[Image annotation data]

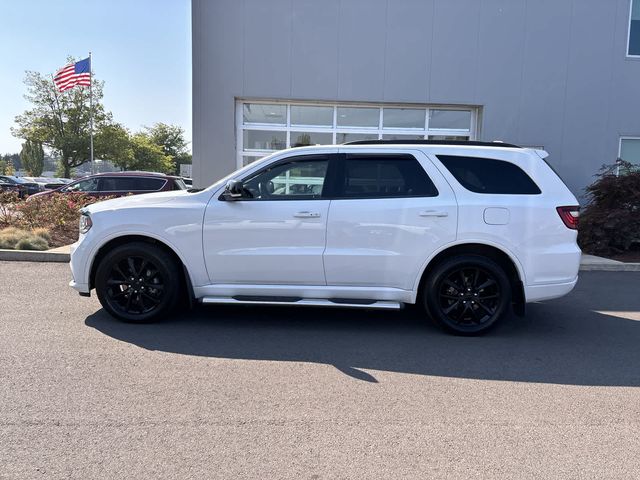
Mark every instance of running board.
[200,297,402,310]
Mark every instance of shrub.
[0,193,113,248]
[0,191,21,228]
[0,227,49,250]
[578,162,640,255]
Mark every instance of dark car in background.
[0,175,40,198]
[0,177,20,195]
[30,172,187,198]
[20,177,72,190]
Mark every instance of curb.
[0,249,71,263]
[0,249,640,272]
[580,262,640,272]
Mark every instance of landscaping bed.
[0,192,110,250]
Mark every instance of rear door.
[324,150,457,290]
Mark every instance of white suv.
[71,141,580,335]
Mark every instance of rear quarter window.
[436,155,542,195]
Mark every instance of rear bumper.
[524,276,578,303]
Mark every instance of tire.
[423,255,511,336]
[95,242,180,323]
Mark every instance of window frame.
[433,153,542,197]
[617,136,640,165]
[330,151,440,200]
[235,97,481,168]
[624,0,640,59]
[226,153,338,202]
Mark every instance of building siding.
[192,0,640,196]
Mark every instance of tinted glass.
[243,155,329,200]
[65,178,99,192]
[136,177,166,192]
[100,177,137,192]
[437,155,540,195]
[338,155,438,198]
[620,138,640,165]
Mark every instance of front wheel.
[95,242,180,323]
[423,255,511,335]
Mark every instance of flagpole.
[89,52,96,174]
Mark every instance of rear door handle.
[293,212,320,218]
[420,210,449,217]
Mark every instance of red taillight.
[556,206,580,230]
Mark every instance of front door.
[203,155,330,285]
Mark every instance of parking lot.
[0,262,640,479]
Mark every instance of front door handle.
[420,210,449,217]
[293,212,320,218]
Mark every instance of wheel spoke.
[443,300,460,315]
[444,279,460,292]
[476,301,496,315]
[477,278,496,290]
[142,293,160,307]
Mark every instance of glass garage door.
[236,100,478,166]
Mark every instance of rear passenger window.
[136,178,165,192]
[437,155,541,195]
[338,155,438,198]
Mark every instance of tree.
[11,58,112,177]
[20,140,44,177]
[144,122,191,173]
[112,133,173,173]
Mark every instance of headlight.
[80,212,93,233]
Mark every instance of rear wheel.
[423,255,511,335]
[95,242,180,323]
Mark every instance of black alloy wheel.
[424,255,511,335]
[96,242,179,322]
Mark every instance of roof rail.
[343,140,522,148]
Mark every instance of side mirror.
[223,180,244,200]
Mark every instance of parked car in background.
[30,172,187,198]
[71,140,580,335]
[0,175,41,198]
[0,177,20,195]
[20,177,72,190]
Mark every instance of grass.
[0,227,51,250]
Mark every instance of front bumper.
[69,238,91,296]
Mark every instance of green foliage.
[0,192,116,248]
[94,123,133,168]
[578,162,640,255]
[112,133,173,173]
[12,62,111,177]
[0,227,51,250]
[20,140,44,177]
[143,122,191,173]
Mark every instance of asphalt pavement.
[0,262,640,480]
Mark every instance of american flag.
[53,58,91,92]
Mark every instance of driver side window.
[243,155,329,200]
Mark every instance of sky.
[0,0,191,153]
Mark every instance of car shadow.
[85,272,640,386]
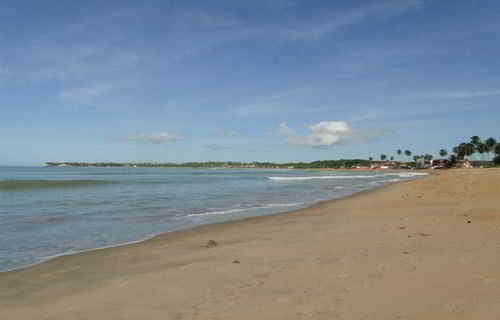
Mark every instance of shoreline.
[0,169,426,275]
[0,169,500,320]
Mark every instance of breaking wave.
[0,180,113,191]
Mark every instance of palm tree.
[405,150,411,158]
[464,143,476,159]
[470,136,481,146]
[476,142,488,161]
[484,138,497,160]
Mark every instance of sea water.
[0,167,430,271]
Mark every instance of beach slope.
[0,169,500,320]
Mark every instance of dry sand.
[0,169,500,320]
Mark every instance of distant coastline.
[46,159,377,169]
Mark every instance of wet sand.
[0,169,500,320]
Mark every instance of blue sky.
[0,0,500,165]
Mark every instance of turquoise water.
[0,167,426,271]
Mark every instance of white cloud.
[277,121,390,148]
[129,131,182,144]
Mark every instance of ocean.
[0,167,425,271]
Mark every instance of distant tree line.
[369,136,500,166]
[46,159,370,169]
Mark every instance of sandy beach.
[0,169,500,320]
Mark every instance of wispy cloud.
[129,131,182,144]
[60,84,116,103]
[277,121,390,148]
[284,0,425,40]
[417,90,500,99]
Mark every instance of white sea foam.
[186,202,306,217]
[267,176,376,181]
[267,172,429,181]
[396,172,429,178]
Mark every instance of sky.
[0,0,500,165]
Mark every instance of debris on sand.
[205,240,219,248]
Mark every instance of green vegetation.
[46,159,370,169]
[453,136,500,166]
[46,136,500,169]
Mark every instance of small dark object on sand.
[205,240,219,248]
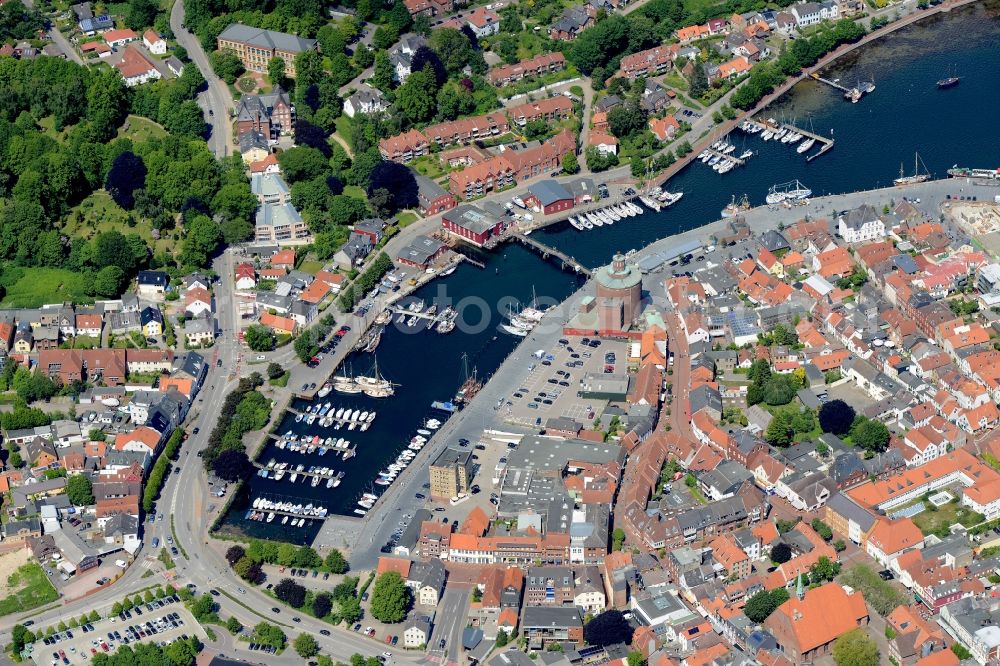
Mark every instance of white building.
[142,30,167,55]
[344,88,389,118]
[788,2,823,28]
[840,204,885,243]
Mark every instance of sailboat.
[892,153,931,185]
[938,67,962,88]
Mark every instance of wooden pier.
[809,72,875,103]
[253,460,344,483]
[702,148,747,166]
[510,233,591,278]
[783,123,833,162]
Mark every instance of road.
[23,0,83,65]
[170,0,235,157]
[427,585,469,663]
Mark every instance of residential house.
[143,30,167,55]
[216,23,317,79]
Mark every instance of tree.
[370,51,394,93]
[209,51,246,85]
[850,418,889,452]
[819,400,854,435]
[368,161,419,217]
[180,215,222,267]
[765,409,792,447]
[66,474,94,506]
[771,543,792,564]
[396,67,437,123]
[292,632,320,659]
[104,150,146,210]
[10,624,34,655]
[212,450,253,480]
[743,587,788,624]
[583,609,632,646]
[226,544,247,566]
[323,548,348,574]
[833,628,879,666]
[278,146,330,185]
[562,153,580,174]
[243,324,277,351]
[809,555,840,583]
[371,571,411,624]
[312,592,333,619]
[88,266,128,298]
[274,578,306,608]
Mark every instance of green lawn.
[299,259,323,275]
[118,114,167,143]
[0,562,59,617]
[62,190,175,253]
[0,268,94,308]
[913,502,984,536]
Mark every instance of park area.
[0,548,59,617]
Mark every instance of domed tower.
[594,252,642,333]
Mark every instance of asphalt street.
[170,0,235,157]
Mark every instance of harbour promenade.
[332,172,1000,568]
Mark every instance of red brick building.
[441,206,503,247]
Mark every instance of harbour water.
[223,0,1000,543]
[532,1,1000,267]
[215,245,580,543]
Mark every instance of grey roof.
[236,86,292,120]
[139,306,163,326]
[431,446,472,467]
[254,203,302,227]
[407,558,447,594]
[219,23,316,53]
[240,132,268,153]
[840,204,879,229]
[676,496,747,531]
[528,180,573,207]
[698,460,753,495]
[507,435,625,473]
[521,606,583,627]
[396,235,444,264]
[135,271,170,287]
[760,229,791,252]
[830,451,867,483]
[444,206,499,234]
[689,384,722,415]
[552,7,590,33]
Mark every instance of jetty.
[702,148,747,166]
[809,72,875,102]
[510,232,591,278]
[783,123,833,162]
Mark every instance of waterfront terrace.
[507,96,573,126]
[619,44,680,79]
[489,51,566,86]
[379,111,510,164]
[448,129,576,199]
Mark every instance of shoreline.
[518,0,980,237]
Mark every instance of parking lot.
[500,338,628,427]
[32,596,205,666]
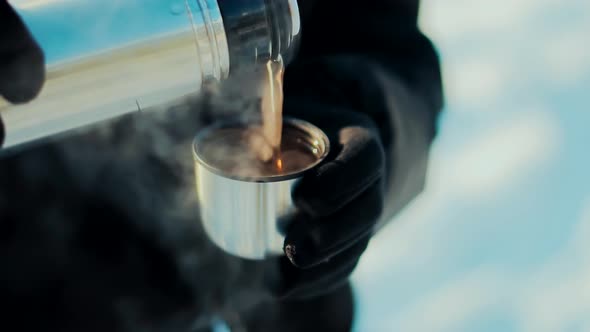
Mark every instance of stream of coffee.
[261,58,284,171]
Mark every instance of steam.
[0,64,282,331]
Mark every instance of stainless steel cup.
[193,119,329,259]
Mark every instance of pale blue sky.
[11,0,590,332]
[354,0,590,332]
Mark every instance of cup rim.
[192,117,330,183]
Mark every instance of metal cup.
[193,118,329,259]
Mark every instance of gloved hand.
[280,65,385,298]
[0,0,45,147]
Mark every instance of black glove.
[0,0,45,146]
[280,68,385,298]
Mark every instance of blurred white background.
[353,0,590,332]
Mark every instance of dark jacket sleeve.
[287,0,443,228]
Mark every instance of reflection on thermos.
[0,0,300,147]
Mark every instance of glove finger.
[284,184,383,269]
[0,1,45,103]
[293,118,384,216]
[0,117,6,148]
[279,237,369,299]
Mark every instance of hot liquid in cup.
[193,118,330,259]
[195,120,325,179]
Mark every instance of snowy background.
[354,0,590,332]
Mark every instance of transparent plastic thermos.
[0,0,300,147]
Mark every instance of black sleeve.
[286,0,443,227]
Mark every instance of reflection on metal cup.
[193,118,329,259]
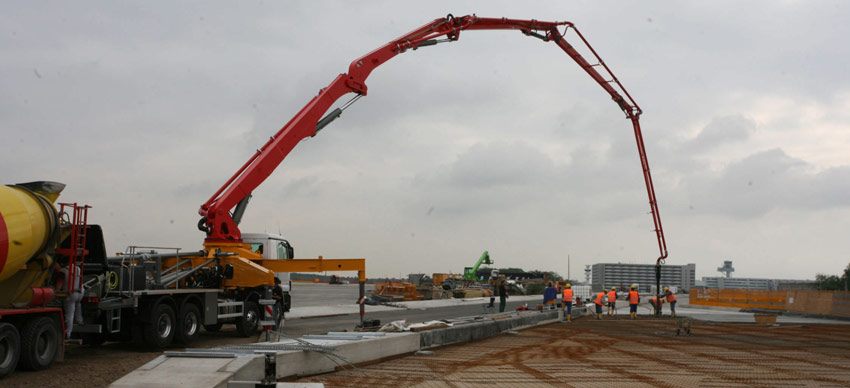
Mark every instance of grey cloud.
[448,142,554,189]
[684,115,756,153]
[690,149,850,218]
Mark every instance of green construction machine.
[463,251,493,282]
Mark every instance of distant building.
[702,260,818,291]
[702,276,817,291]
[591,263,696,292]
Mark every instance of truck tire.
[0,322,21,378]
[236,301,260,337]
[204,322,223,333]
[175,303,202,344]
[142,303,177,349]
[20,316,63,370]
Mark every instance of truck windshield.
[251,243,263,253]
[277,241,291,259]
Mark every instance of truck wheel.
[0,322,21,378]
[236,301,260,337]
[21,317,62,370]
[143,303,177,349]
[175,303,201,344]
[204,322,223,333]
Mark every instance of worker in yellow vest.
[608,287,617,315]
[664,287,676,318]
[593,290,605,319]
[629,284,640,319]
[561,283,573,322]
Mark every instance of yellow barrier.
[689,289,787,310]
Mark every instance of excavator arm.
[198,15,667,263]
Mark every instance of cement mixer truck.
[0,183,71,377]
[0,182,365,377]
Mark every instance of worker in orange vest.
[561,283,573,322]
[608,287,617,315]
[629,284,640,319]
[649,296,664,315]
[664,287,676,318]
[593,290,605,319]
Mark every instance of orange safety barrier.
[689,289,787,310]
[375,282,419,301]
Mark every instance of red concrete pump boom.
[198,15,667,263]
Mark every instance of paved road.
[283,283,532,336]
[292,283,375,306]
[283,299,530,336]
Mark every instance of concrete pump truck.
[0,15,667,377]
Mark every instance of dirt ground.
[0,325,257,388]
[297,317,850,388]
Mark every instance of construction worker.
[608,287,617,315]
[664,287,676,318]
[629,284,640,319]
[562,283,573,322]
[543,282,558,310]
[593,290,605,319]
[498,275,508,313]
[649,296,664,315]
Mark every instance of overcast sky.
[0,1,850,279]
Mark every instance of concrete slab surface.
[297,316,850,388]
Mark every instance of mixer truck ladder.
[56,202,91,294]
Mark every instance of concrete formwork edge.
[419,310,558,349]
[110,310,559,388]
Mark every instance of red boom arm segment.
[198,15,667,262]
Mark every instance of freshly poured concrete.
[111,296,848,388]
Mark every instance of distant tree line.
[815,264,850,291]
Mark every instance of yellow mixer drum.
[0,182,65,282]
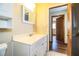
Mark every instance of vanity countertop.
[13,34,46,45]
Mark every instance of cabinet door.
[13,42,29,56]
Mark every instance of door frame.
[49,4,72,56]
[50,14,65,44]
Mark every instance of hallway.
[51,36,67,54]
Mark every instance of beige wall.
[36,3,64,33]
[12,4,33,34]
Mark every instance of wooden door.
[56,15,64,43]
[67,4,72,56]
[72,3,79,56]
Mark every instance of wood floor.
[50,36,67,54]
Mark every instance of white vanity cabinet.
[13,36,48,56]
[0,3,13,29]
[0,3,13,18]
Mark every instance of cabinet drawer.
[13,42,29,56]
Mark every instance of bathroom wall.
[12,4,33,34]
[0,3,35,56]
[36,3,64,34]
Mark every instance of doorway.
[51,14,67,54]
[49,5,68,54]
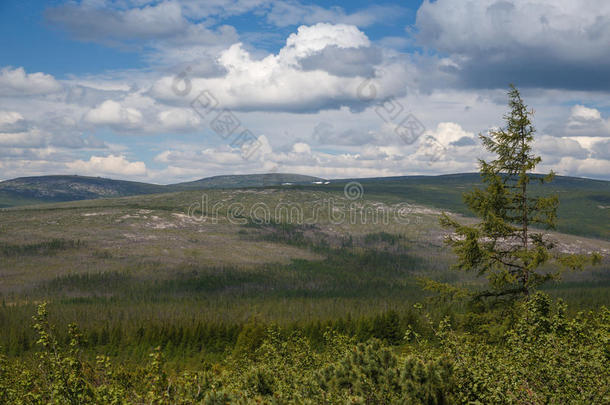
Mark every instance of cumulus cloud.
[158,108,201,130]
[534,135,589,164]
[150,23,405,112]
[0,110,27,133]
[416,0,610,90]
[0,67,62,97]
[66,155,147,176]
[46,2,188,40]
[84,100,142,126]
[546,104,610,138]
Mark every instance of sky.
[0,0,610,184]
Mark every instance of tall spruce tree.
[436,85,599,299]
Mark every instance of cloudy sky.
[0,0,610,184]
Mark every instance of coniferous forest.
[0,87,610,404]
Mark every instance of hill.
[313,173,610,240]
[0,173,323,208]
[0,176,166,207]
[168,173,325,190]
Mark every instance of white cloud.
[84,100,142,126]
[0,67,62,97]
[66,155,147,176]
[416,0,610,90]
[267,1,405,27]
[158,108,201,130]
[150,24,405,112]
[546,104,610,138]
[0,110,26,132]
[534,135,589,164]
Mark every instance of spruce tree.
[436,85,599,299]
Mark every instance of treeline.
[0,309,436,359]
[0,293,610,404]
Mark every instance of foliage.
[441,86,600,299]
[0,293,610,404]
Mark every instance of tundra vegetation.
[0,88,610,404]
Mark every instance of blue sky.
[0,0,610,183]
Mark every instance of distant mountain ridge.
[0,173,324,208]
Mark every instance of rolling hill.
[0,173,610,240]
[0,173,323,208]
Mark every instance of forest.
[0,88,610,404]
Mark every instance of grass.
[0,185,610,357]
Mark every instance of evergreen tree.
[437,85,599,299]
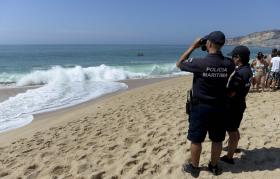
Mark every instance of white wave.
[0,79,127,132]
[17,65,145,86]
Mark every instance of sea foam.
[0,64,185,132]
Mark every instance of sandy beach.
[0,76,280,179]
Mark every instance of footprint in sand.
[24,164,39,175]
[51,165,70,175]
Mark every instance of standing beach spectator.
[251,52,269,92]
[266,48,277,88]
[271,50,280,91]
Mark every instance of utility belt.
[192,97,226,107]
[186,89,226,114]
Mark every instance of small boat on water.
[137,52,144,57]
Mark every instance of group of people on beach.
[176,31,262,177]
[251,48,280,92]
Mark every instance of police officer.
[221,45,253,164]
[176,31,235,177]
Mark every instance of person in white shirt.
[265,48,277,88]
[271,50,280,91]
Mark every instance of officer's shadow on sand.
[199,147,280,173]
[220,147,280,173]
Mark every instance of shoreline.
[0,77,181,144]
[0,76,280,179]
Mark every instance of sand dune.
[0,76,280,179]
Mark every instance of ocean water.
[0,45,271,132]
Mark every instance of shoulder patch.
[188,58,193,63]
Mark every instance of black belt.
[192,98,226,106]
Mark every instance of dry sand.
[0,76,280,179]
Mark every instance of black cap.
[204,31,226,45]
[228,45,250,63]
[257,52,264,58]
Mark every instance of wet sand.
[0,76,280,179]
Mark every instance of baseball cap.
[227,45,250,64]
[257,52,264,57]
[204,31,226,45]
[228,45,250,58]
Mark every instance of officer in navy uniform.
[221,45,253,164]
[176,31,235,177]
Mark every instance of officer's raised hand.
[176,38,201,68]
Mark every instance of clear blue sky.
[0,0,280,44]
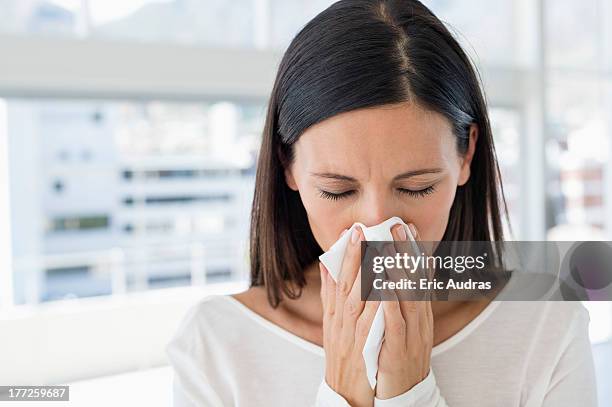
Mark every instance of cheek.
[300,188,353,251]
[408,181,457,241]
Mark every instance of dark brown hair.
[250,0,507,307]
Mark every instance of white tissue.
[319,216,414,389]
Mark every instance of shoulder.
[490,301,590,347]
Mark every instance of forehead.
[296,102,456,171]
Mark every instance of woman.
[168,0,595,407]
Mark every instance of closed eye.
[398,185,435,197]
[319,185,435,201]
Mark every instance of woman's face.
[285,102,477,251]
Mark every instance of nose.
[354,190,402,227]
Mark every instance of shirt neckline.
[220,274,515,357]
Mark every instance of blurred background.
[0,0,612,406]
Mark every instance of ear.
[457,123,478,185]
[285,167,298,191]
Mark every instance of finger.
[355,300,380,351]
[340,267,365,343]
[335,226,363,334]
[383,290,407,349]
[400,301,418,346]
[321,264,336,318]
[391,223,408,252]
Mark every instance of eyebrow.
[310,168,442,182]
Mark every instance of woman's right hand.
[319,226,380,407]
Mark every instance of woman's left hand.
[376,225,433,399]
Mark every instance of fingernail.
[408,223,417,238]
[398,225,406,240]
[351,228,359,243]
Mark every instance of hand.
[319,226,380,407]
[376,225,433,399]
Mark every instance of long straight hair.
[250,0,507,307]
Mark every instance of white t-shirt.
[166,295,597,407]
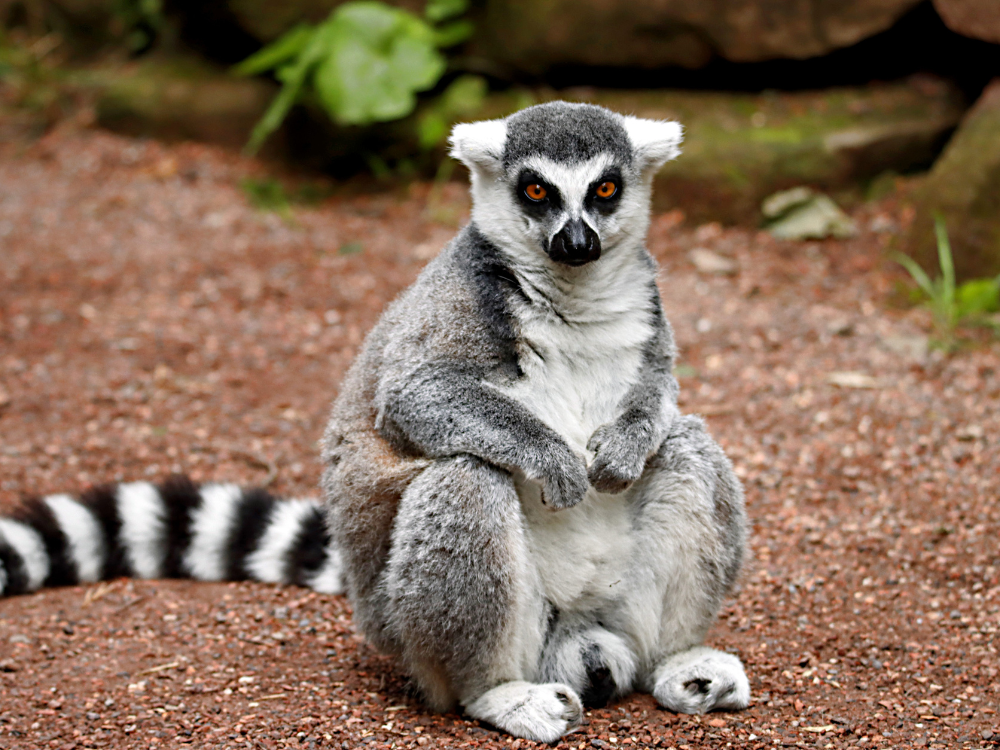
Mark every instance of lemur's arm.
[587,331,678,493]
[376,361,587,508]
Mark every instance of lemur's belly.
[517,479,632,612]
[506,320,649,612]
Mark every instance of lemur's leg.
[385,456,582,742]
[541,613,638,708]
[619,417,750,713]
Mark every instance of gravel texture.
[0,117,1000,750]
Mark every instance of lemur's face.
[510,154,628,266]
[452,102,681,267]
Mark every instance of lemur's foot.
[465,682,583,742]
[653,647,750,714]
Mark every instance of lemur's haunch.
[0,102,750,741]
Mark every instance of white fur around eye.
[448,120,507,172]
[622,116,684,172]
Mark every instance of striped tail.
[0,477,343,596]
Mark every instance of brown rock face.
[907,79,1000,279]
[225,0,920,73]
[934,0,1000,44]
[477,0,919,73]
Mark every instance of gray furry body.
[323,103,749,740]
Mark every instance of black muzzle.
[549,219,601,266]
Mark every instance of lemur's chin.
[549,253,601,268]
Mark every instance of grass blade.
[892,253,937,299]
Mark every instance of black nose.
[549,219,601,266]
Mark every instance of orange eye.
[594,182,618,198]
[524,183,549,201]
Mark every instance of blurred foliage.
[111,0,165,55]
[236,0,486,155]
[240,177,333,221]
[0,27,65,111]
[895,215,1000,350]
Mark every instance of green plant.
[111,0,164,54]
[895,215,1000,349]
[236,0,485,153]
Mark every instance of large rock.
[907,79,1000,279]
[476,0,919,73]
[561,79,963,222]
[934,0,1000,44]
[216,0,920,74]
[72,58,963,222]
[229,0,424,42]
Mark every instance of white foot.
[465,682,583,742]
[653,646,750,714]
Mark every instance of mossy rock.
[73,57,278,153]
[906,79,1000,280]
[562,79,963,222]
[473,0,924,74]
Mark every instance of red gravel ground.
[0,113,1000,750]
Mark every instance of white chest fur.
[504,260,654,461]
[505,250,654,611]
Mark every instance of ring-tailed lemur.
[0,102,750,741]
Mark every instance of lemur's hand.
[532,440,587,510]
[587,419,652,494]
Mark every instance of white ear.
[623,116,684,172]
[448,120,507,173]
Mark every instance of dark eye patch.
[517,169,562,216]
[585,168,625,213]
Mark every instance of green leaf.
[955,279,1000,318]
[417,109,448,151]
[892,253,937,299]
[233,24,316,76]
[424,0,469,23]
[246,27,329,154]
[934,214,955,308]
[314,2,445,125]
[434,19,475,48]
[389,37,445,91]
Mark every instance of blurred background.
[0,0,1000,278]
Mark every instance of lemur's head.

● **What is required**: Reproduce the rows from their first line through the line containing "[436,155,542,195]", inclusive, and leave the pictures out.

● **Result for this exercise**:
Mark every instance of running board.
[200,297,402,310]
Mark every instance of shrub.
[0,193,113,248]
[0,191,21,228]
[0,227,49,250]
[578,162,640,255]
Mark every instance of dark car in background.
[0,175,40,198]
[0,177,20,195]
[30,172,187,198]
[20,177,72,190]
Mark every instance of curb.
[0,249,71,263]
[0,249,640,272]
[580,262,640,272]
Mark every instance of landscaping bed.
[0,192,110,250]
Mark every instance of rear door.
[324,150,457,290]
Mark every instance of white suv.
[71,141,580,335]
Mark every instance of rear quarter window.
[436,155,542,195]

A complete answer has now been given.